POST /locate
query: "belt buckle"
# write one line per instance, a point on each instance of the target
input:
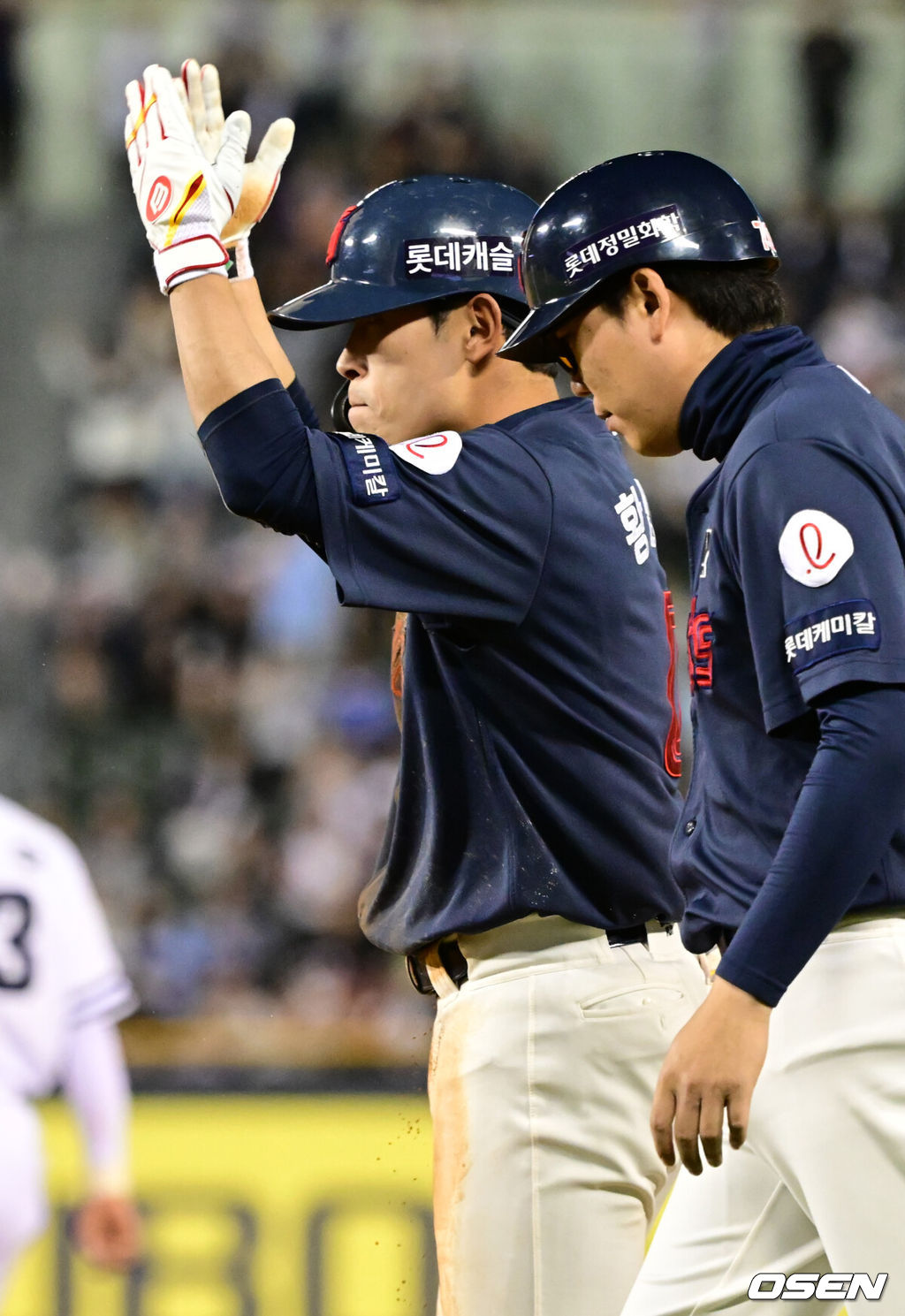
(419, 976)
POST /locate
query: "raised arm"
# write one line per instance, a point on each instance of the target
(186, 202)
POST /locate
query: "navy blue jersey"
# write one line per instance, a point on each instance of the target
(797, 546)
(539, 742)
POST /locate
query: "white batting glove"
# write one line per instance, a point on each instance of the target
(199, 91)
(185, 201)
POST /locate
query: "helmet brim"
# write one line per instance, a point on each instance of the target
(344, 300)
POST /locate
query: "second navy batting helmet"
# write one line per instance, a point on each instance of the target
(419, 240)
(630, 210)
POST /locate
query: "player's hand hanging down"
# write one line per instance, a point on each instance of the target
(711, 1068)
(108, 1232)
(199, 89)
(185, 201)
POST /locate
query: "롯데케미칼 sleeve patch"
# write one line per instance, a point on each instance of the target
(815, 546)
(371, 475)
(838, 629)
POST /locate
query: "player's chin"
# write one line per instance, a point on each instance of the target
(362, 420)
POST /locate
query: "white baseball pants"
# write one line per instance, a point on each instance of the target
(541, 1081)
(23, 1197)
(820, 1184)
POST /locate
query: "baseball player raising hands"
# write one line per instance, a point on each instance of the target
(524, 871)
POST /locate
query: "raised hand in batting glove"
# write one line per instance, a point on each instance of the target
(185, 201)
(199, 91)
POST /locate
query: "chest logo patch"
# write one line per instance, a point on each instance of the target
(433, 453)
(815, 546)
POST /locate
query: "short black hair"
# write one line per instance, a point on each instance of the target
(513, 314)
(732, 298)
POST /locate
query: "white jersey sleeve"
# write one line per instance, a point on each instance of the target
(58, 965)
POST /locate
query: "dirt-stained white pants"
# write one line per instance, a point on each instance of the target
(541, 1081)
(820, 1184)
(23, 1195)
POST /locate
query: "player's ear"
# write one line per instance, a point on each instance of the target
(650, 299)
(484, 328)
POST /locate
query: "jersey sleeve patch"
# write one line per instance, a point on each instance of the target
(433, 453)
(827, 632)
(371, 475)
(815, 546)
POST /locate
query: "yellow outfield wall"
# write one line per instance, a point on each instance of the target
(255, 1206)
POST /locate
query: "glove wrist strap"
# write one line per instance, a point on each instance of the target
(188, 260)
(242, 257)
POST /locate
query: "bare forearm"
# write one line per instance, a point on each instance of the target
(247, 296)
(218, 353)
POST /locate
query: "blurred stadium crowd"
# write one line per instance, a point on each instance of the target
(213, 731)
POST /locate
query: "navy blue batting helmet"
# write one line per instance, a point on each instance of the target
(627, 212)
(419, 240)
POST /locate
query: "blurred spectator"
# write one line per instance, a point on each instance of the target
(827, 58)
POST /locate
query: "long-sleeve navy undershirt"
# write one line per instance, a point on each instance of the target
(851, 803)
(256, 444)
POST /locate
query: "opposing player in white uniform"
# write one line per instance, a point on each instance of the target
(62, 990)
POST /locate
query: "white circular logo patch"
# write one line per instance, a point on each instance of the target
(433, 453)
(815, 548)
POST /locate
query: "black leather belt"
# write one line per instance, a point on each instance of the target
(457, 966)
(724, 939)
(450, 957)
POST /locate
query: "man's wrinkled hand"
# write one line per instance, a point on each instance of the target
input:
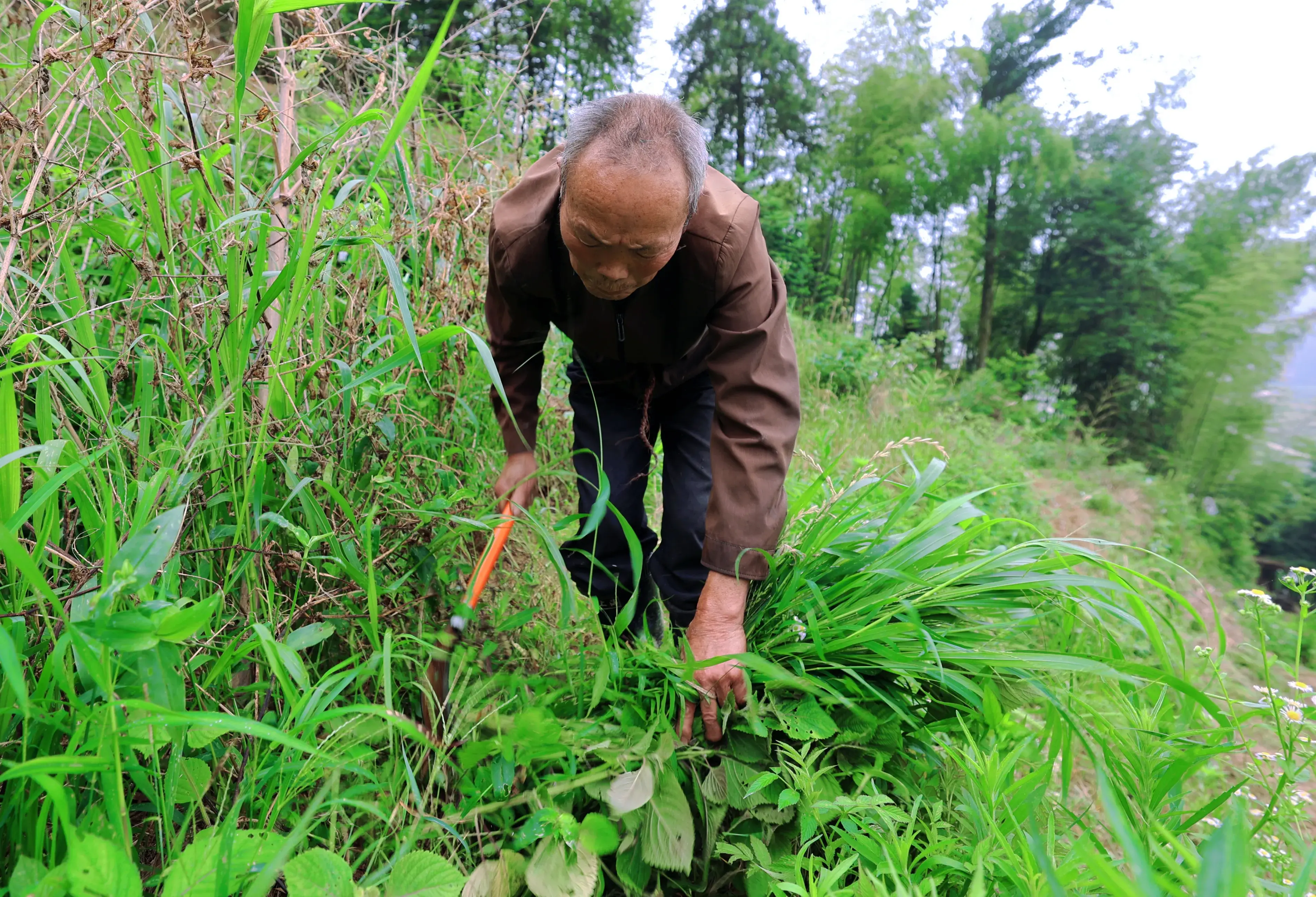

******************************

= What the task asks =
For each line above that carries the word "patch", copy it out.

= Expected output =
query: "롯데케미칼 sleeve patch"
query: "chest logo patch"
query: "jersey sleeve patch"
query: "white circular logo patch"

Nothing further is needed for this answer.